* [WHAT TO WORK ON]:
(A) Reproduce the part of the 80/20 Rule article starting at "In 1988, the" and ending at "minimum wage obligations)".
(B) In the 80/20 Rule article, list the non-tipped duties that the 1980 DOL opinion letter says the tipped restaurant servers performed.

[[ PROVIDED TEXT open ]]

Like a True Horror Movie Franchise, Let’s Revisit 80/20 I, 80/20 II, …. 80/20 VIII Before We Move on to the Latest Installment of This Series
For decades, the Fair Labor Standards Act (FLSA) regulations have recognized that an employee remains a tipped employee even if part of the working time is spent performing side work that is related to the primary tip-producing work, but which does not produce tips itself (i.e. making coffee, cleaning tables, occasionally washing dishes and the like). See 29 CFR 531.56.
A 1980 U.S. DOL opinion letter addressed a situation in which tipped restaurant servers performed various non-tipped duties including cleaning and resetting tables, cleaning and stocking the server station, and vacuuming the dining room carpet after the restaurant was closed. The DOL found that when the non-tipped duties were “assigned generally to the waitress/waiter staff,” they would be found to be related to the employees’ tipped occupation. The letter suggested, however, that the employer would not be permitted to take the tip credit if “specific employees were routinely assigned, for example, maintenance-type work such as floor vacuuming.”
In 1988, the DOL introduced the 80/20 Rule to address a tipped employee’s side work in its internal Field Operations Handbook (FOH), a resource meant to assist its personnel during investigations. The 80/20 Rule stated that an employee was no longer a “tipped employee” when they spent more than 20% of their time in a workweek performing this side work. Notably, the DOL never submitted the 80/20 Rule to the formal rulemaking process. Yet this sub-regulatory position has made an enormous impact on employers with tipped employees who utilize a tip credit (meaning employers who pay tipped employees a wage below the minimum wage in reliance on tips received meeting or exceeding minimum wage obligations)

[[ PROVIDED TEXT closed ]]
[[ DATA SUPPLIED open ]]

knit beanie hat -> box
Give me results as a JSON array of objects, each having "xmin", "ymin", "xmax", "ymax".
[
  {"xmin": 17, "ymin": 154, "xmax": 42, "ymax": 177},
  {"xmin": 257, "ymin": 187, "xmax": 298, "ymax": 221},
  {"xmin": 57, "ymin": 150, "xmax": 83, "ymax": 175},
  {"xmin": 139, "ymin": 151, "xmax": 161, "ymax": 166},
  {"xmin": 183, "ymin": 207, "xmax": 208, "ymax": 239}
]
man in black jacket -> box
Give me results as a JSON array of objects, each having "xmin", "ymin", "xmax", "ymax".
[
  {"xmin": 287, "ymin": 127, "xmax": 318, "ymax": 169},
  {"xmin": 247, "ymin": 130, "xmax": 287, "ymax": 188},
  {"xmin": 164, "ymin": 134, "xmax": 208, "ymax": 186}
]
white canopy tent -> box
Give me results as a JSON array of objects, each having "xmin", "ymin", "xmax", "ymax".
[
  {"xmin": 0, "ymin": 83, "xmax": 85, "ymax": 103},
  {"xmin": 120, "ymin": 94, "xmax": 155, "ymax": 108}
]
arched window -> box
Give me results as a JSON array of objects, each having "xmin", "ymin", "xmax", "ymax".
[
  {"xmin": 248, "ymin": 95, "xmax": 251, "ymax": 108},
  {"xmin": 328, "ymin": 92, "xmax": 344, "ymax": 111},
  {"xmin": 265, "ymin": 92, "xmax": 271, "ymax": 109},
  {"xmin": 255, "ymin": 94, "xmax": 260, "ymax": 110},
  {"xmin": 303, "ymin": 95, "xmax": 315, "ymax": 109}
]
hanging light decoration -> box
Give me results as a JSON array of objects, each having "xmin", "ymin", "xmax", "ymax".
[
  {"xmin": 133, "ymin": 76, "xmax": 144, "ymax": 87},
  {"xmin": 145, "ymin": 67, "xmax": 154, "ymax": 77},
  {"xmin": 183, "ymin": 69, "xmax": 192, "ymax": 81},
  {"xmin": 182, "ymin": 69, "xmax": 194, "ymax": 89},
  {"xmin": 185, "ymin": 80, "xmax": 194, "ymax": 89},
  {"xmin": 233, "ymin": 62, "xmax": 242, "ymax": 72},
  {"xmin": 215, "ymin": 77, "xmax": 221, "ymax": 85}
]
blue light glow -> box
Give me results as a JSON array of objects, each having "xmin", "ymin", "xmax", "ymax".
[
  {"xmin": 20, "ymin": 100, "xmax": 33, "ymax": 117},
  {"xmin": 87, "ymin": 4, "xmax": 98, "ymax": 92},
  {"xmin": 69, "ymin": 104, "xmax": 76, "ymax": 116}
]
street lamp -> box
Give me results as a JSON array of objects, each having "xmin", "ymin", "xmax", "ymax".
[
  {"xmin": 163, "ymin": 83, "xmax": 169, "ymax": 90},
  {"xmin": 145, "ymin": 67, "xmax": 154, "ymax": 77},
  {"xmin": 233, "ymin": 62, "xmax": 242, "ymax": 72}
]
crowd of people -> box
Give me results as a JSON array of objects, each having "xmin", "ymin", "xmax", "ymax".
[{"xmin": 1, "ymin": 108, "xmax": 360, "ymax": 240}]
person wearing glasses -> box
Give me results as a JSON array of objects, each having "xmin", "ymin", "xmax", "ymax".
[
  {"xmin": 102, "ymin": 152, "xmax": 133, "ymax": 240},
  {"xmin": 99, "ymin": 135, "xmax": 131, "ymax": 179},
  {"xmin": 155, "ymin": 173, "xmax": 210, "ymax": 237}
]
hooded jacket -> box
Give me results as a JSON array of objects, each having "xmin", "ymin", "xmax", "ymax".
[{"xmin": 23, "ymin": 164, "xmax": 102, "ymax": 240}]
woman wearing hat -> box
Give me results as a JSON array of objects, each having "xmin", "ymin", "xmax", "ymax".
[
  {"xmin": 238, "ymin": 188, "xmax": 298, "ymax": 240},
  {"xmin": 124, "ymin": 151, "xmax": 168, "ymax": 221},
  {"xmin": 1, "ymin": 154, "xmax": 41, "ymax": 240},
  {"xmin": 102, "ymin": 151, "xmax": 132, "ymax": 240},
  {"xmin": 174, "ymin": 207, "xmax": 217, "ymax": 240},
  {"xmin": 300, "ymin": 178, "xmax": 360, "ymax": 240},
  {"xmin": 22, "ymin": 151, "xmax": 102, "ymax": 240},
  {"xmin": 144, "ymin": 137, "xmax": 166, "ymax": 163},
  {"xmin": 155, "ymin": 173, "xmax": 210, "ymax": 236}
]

[[ DATA SUPPLIED closed ]]

* [SOLUTIONS TO THE EXERCISE]:
(A)
In 1988, the DOL introduced the 80/20 Rule to address a tipped employee’s side work in its internal Field Operations Handbook (FOH), a resource meant to assist its personnel during investigations. The 80/20 Rule stated that an employee was no longer a “tipped employee” when they spent more than 20% of their time in a workweek performing this side work. Notably, the DOL never submitted the 80/20 Rule to the formal rulemaking process. Yet this sub-regulatory position has made an enormous impact on employers with tipped employees who utilize a tip credit (meaning employers who pay tipped employees a wage below the minimum wage in reliance on tips received meeting or exceeding minimum wage obligations)

(B)
- Cleaning and resetting tables
- Cleaning and stocking the server station
- Vacuuming the dining room carpet after the restaurant was closed